§ **AIM A**
According to the piece on the Tribune deal, how much money is Mr. Zell putting up to gain control of the Tribune Company?

* * * * *

June 23, 2007
NY Times: Tax Angle of Tribune Deal
Interesting article in today's New York Times: A Lifeline of Sorts to Newspapers, by Joe Nocera:
I wanted to hear what Mr. Zell had to say about his recent — how to describe it? “Takeover?” “Bear hug?” “Assumption of control?”— of the Tribune Company, owner of The Chicago Tribune, The Los Angeles Times, a handful of television stations and the Chicago Cubs, among other assets.
As Zell deals go, this hardly ranks among his biggest; he’s putting up a “mere” $250 million to gain control of a company with $5.5 billion in revenue last year. But what it lacks in economic heft, it more than makes up for in complexity. When the deal closes, probably at the end of the year, the Tribune Company will go from being a public company to a private S corporation, meaning it will pay no corporate taxes. Its sole owner will be an employee stock ownership plan, which is essentially a fund, owned by employees, which owns the company’s stock. ESOPs also pay no taxes, meaning that both the company and its owner will no longer be taxpayers. Mr. Zell, who will become chairman of the company, will immediately recoup his $250 million and then reinvest an additional $315 million (don’t ask). He’ll have an option to buy 40% of the company for another $500 million to $600 million. (If he does so, he will become the one taxpayer in the deal.)

* * * * *

§ **AIM B**
Copy the pointing and labeling listing below word for word, leaving out the picture.

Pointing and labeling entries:
* * * * *

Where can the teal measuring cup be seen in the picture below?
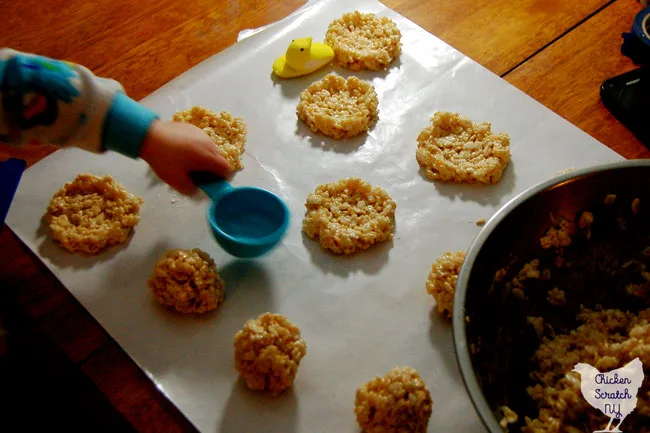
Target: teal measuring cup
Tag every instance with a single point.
(246, 221)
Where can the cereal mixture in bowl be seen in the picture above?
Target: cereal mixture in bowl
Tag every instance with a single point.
(562, 277)
(338, 107)
(394, 403)
(455, 149)
(228, 132)
(187, 281)
(268, 351)
(349, 215)
(92, 213)
(364, 41)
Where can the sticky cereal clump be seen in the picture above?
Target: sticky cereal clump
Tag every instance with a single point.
(338, 107)
(349, 215)
(364, 41)
(268, 351)
(228, 132)
(187, 281)
(442, 281)
(395, 403)
(606, 340)
(92, 213)
(455, 149)
(561, 233)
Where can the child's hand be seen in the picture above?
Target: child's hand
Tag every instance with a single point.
(174, 149)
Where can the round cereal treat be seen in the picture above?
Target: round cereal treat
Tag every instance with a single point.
(229, 133)
(349, 215)
(395, 403)
(442, 281)
(92, 213)
(268, 351)
(187, 281)
(455, 149)
(338, 107)
(364, 40)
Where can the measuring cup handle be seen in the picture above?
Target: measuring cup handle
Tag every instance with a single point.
(211, 184)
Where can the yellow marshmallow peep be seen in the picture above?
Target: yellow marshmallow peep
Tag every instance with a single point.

* * * * *

§ **COMPLETE OUTPUT A**
$250 million.

§ **COMPLETE OUTPUT B**
Where can the teal measuring cup be seen in the picture below?
Target: teal measuring cup
Tag every instance with a single point.
(246, 221)
Where can the cereal mixture in bowl be seen in the picture above?
Target: cereal mixture in bowl
Tag every instance with a single point.
(562, 277)
(338, 107)
(394, 403)
(455, 149)
(228, 132)
(187, 281)
(268, 351)
(349, 215)
(92, 213)
(364, 41)
Where can the sticky cereal clump be seen in the picture above?
Target: sticky cereal clump
Tag every instance with a single point.
(338, 107)
(349, 215)
(364, 41)
(268, 351)
(228, 132)
(187, 281)
(442, 281)
(395, 403)
(606, 340)
(92, 213)
(455, 149)
(561, 233)
Where can the child's hand be seen in the picture above?
Target: child's hand
Tag every instance with a single point.
(174, 149)
Where can the round cereal treat be seen in the picture above?
Target: round cereal treat
Tag every instance with a single point.
(229, 133)
(349, 215)
(395, 403)
(442, 281)
(92, 213)
(268, 351)
(187, 281)
(455, 149)
(338, 107)
(364, 40)
Where can the measuring cup handle be seen in the picture above?
Target: measuring cup handle
Tag every instance with a single point.
(211, 184)
Where can the yellow marshmallow peep be seen in the picture above?
Target: yellow marshmallow peep
Tag every instance with a single point.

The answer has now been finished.